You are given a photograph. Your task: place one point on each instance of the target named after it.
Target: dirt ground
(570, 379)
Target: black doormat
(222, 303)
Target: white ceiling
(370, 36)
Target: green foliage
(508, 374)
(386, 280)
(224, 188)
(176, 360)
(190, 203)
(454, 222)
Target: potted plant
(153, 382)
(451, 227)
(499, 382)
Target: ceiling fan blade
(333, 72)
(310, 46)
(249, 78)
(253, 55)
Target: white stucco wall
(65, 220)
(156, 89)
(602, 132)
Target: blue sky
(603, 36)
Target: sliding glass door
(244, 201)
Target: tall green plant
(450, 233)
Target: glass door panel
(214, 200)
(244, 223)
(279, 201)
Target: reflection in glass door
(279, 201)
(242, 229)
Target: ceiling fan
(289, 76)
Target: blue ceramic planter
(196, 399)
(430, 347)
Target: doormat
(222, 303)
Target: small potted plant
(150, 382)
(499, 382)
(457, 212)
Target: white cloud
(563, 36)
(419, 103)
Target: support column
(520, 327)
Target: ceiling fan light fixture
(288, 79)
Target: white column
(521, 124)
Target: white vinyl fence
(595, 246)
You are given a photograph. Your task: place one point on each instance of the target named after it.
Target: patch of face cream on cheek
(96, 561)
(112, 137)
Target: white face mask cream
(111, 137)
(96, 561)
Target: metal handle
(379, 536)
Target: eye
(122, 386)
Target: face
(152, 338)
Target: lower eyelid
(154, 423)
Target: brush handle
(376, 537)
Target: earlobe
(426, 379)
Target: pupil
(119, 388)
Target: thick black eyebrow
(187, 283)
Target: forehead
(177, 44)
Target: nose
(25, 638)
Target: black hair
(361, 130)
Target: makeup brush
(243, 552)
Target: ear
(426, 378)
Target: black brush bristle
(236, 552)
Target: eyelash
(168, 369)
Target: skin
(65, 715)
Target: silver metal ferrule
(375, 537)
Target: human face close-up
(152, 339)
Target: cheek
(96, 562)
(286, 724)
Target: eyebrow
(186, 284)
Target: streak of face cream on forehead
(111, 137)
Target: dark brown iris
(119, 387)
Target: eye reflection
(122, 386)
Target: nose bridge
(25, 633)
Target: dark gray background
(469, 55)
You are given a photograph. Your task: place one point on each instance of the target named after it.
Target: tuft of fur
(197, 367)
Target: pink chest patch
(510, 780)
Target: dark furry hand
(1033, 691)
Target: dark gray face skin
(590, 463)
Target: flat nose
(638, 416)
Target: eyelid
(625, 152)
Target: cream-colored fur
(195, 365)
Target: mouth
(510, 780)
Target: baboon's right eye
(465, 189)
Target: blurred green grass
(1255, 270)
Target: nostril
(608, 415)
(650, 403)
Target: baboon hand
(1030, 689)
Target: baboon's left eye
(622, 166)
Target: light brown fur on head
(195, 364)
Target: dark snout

**INSTRUCTIONS FOR THE TASK**
Your answer must be the line with "Target: light brown fur on head" and all lines after it through the final line of the entries, copied exactly and with nothing added.

**ANSWER TO THIS TASK**
Target: light brown fur on head
(195, 364)
Target: dark snout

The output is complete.